> What to do: Extract every line of the data below and reproduce each one verbatim.

> Stored data:
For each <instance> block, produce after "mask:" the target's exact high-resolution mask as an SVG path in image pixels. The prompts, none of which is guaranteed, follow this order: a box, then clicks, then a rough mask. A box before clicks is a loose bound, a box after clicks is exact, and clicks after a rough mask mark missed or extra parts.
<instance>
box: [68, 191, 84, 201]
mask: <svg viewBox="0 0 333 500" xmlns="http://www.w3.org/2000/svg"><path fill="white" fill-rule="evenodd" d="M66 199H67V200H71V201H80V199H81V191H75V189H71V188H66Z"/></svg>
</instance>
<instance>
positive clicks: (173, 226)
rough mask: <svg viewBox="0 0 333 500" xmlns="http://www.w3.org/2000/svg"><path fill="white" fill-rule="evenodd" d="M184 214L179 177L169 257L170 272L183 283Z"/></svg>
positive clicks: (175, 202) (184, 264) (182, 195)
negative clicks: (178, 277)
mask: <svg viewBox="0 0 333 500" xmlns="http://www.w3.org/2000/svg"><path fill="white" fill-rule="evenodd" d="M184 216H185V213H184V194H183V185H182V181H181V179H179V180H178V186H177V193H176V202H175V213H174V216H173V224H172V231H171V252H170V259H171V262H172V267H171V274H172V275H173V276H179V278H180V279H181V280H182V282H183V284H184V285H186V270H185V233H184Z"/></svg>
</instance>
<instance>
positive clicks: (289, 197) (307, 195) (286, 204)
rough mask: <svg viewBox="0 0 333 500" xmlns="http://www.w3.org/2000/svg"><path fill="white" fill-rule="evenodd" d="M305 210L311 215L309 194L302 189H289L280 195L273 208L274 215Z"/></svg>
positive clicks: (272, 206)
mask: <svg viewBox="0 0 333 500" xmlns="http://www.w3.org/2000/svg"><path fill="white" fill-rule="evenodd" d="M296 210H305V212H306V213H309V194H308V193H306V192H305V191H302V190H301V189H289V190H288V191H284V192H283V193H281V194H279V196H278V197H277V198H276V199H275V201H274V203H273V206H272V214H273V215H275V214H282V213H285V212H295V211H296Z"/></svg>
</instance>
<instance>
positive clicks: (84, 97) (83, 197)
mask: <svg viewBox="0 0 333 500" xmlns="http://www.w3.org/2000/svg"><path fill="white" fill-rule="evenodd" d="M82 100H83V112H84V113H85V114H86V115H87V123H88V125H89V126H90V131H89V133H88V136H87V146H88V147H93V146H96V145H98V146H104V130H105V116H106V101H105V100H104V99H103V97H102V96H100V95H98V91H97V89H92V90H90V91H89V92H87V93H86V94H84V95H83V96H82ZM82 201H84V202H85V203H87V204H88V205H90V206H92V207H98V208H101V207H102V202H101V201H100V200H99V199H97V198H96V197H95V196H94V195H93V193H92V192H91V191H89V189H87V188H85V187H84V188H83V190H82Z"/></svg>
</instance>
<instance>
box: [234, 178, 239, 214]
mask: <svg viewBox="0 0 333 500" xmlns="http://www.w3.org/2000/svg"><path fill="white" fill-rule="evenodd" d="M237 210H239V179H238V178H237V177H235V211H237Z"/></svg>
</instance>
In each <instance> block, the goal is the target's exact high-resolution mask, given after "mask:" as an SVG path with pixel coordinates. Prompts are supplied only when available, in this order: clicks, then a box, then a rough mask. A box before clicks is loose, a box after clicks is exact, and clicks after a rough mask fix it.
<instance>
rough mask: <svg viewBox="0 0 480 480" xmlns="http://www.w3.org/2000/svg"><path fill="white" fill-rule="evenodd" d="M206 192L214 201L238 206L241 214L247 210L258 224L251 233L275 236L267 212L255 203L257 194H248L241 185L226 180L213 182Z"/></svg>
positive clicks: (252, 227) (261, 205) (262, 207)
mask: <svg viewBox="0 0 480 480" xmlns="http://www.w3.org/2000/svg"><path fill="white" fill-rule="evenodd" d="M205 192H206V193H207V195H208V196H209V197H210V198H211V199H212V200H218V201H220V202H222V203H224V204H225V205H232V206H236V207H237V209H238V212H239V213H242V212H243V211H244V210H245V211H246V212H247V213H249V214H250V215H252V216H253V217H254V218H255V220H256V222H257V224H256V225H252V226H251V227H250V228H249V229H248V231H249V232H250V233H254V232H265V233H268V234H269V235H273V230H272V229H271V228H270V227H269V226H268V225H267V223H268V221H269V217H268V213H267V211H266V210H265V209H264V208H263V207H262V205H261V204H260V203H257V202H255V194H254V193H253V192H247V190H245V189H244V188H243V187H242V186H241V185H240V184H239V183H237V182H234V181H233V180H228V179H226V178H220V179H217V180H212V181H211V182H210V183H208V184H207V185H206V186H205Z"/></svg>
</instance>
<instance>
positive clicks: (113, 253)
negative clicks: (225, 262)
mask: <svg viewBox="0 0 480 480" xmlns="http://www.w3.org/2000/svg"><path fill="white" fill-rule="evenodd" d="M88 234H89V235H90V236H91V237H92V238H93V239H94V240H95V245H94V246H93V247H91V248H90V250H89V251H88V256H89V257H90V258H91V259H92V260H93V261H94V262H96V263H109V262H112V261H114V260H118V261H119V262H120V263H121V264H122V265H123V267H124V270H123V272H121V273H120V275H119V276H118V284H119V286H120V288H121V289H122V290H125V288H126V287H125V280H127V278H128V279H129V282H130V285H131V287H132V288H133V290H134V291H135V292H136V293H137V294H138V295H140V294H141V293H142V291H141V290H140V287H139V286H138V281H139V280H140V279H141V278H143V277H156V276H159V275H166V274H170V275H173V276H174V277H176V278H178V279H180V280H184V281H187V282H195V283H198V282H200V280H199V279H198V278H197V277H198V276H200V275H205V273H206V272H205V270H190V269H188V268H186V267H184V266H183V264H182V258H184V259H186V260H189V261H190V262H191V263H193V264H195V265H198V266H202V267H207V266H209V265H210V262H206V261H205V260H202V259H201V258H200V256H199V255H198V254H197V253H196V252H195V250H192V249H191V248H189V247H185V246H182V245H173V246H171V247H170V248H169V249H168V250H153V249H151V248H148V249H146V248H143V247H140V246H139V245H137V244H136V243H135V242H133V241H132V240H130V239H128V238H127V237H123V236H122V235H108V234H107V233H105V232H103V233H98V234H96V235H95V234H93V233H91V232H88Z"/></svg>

> Reply to the task:
For each <instance> block, produce after "mask:" the target's exact high-resolution mask as an SVG path in image pixels. The prompts, none of which is guaranteed, follow this order: a box, then clicks, then a rough mask. A box before clicks is a loose bound, a box after clicks is exact, and clicks after a rough mask mark missed or extra parts.
<instance>
box: [68, 191, 84, 201]
mask: <svg viewBox="0 0 333 500" xmlns="http://www.w3.org/2000/svg"><path fill="white" fill-rule="evenodd" d="M66 199H67V200H71V201H80V199H81V191H75V189H71V188H66Z"/></svg>
</instance>
<instance>
positive clicks: (173, 226)
rough mask: <svg viewBox="0 0 333 500" xmlns="http://www.w3.org/2000/svg"><path fill="white" fill-rule="evenodd" d="M184 214L179 177L169 257L170 272L183 283Z"/></svg>
positive clicks: (175, 202) (184, 264) (182, 195)
negative clicks: (178, 277)
mask: <svg viewBox="0 0 333 500" xmlns="http://www.w3.org/2000/svg"><path fill="white" fill-rule="evenodd" d="M184 216H185V213H184V194H183V185H182V181H181V179H179V180H178V186H177V193H176V202H175V213H174V216H173V224H172V231H171V252H170V259H171V262H172V267H171V274H172V275H173V276H179V278H180V279H181V280H182V282H183V284H184V285H186V270H185V233H184Z"/></svg>
</instance>
<instance>
positive clicks: (289, 197) (307, 195) (286, 204)
rough mask: <svg viewBox="0 0 333 500" xmlns="http://www.w3.org/2000/svg"><path fill="white" fill-rule="evenodd" d="M305 210L311 215L309 194L302 189H289L280 195L273 208L274 215Z"/></svg>
positive clicks: (272, 206)
mask: <svg viewBox="0 0 333 500" xmlns="http://www.w3.org/2000/svg"><path fill="white" fill-rule="evenodd" d="M296 210H305V212H306V213H309V194H308V193H306V192H305V191H302V190H301V189H289V190H288V191H284V192H283V193H281V194H279V196H278V197H277V198H276V199H275V201H274V203H273V206H272V214H273V215H275V214H282V213H285V212H295V211H296Z"/></svg>
</instance>
<instance>
positive clicks: (84, 97) (83, 197)
mask: <svg viewBox="0 0 333 500" xmlns="http://www.w3.org/2000/svg"><path fill="white" fill-rule="evenodd" d="M82 100H83V112H84V113H85V114H86V115H87V123H88V125H89V126H90V131H89V133H88V136H87V146H88V147H93V146H96V145H98V146H104V130H105V116H106V101H105V100H104V99H103V97H102V96H100V95H98V91H97V89H92V90H90V91H89V92H87V93H86V94H84V95H83V96H82ZM82 201H84V202H85V203H87V204H88V205H90V206H92V207H98V208H101V207H102V202H101V201H100V200H99V199H97V198H96V197H95V196H94V195H93V193H92V192H91V191H89V189H87V188H85V187H84V188H83V190H82Z"/></svg>
</instance>
<instance>
box: [234, 178, 239, 214]
mask: <svg viewBox="0 0 333 500" xmlns="http://www.w3.org/2000/svg"><path fill="white" fill-rule="evenodd" d="M237 210H239V179H238V178H237V177H235V211H237Z"/></svg>
</instance>
In each <instance> block, the goal is the target's exact high-resolution mask, given after "mask:" as an SVG path with pixel coordinates. Prompts are supplied only when available, in this order: clicks, then a box, then a rough mask. A box before clicks is loose, a box after clicks is exact, and clicks after a rough mask fix it.
<instance>
rough mask: <svg viewBox="0 0 480 480" xmlns="http://www.w3.org/2000/svg"><path fill="white" fill-rule="evenodd" d="M206 192L214 201L238 206L241 214L247 210L258 224L251 233L275 236L267 212L255 203L257 194H248L241 185L226 180L213 182Z"/></svg>
positive clicks: (252, 227) (261, 205) (262, 207)
mask: <svg viewBox="0 0 480 480" xmlns="http://www.w3.org/2000/svg"><path fill="white" fill-rule="evenodd" d="M205 192H206V193H207V195H208V196H209V197H210V198H211V199H212V200H218V201H220V202H222V203H224V204H225V205H232V206H236V207H237V209H238V212H239V213H242V212H243V211H244V210H245V211H246V212H247V213H249V214H250V215H252V216H253V217H254V218H255V220H256V222H257V224H256V225H252V226H251V227H250V228H249V229H248V231H249V232H250V233H254V232H265V233H268V234H269V235H273V230H272V229H271V228H270V227H269V226H268V225H267V223H268V221H269V217H268V213H267V211H266V210H265V209H264V208H263V207H262V205H261V204H260V203H257V202H255V194H254V193H253V192H247V190H245V189H244V188H243V187H242V186H241V185H240V184H239V183H237V182H234V181H233V180H228V179H226V178H220V179H217V180H212V181H211V182H210V183H208V184H207V185H206V186H205Z"/></svg>
</instance>
<instance>
positive clicks: (113, 253)
negative clicks: (225, 262)
mask: <svg viewBox="0 0 480 480" xmlns="http://www.w3.org/2000/svg"><path fill="white" fill-rule="evenodd" d="M88 234H89V235H90V236H91V237H92V238H93V239H94V240H95V245H94V246H93V247H91V248H90V250H89V251H88V256H89V257H90V258H91V259H92V260H93V261H94V262H96V263H109V262H112V261H114V260H118V261H119V262H120V263H121V264H122V265H123V267H124V270H123V272H121V273H120V275H119V276H118V284H119V286H120V288H121V289H122V290H125V288H126V287H125V280H127V278H128V279H129V282H130V285H131V287H132V288H133V290H134V291H135V292H136V293H137V294H138V295H140V294H141V293H142V291H141V290H140V287H139V286H138V281H139V280H140V279H141V278H143V277H156V276H159V275H166V274H170V275H173V276H174V277H176V278H178V279H180V280H184V281H187V282H195V283H198V282H200V280H199V279H198V278H197V277H198V276H200V275H205V273H206V272H205V270H190V269H188V268H186V267H184V266H183V264H182V258H184V259H186V260H189V261H190V262H191V263H193V264H195V265H198V266H202V267H207V266H209V265H210V262H206V261H205V260H202V259H201V258H200V256H199V255H198V254H197V253H196V252H195V250H192V249H191V248H189V247H185V246H182V245H173V246H171V247H170V248H169V249H168V250H153V249H151V248H148V249H146V248H143V247H140V246H139V245H137V244H136V243H135V242H133V241H132V240H130V239H128V238H127V237H123V236H122V235H108V234H107V233H105V232H103V233H98V234H96V235H95V234H93V233H91V232H88Z"/></svg>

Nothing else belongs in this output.